> What to work on:
Please answer these from the report on the Privy Council ruling, one answer a line:
1. In what year was Jay Chandler convicted?
2. Which section of the 1976 Constitution prohibits cruel and unusual punishment?
3. What has the appellant's sentence since been commuted to?

> Passage given:
·····
Privy Council rules mandatory death sentence constitutional

LONDON, England (CMC) — The London-based Privy Council Monday ruled that the mandatory sentence of death for murder in Trinidad and Tobago is constitutional, and only parliament can rewrite the law.

“The 1976 Constitution has allocated to the Parliament of Trinidad and Tobago, as the democratic organ of government, the task of reforming and updating the law, including such laws. Those laws will continue to exist only so long as parliament chooses to retain them,” it said.

The Privy Council, the country’s highest court, “unanimously dismisses the appeal” that had been filed by Jay Chandler, who was convicted in 2011 of the murder of Kirn Phillip in 2004 and was sentenced to death by hanging, which is the mandatory sentence for murder in Trinidad and Tobago as laid down in Section 4 of the Offences Against the Person Act 1925.

His conviction and sentence was upheld on appeal by the Court of Appeal of Trinidad and Tobago and by the Privy Council in a judgement on March 12, 2018. The appellant’s sentence has since been commuted to life imprisonment.

In this appeal, Chandler mounted a constitutional challenge to the mandatory death penalty and the principal issue raised was the relationship between sections 4, 5 and 6 of the 1976 Constitution.

Section 4 of the 1976 Constitution recognises and declares fundamental rights, including the right of the individual not to be deprived of life, liberty and security except by due process of law. Section 5 prohibits the imposition of cruel and unusual punishment which, it is not disputed, includes the mandatory death penalty.

Section 6, the “savings clause”, provides that nothing in sections 4 or 5 shall invalidate an existing law, meaning a law that had effect as part of the law of Trinidad and Tobago immediately before the commencement of the constitution. The mandatory death penalty is one such existing law.
·····
> Data rows:

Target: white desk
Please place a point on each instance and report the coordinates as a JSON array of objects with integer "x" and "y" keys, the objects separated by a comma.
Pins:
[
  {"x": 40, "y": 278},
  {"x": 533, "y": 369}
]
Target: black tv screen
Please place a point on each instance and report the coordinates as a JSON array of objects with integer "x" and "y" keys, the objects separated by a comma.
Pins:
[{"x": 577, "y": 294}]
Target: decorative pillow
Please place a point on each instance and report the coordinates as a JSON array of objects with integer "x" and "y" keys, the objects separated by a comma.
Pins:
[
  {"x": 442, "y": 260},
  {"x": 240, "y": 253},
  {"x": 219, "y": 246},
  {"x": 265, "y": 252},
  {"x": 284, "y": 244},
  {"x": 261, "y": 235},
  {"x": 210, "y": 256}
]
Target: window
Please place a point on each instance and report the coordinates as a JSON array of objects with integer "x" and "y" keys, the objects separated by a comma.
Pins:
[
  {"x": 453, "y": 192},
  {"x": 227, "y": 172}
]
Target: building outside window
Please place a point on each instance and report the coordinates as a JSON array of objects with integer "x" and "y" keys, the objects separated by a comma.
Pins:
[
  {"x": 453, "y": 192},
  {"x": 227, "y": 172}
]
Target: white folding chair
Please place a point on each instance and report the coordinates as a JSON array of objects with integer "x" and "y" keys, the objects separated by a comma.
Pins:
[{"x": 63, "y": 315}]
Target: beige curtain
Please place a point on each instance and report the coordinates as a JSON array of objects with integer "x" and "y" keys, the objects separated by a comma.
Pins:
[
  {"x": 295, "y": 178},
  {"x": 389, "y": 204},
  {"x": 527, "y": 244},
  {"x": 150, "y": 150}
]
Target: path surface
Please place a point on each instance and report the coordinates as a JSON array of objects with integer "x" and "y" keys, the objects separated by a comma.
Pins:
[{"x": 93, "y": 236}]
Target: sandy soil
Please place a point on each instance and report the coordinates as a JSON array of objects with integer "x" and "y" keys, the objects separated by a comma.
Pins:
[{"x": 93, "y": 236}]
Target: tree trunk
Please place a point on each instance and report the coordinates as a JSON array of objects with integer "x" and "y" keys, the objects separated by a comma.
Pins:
·····
> Task answer:
1. 2011
2. Section 5
3. Life imprisonment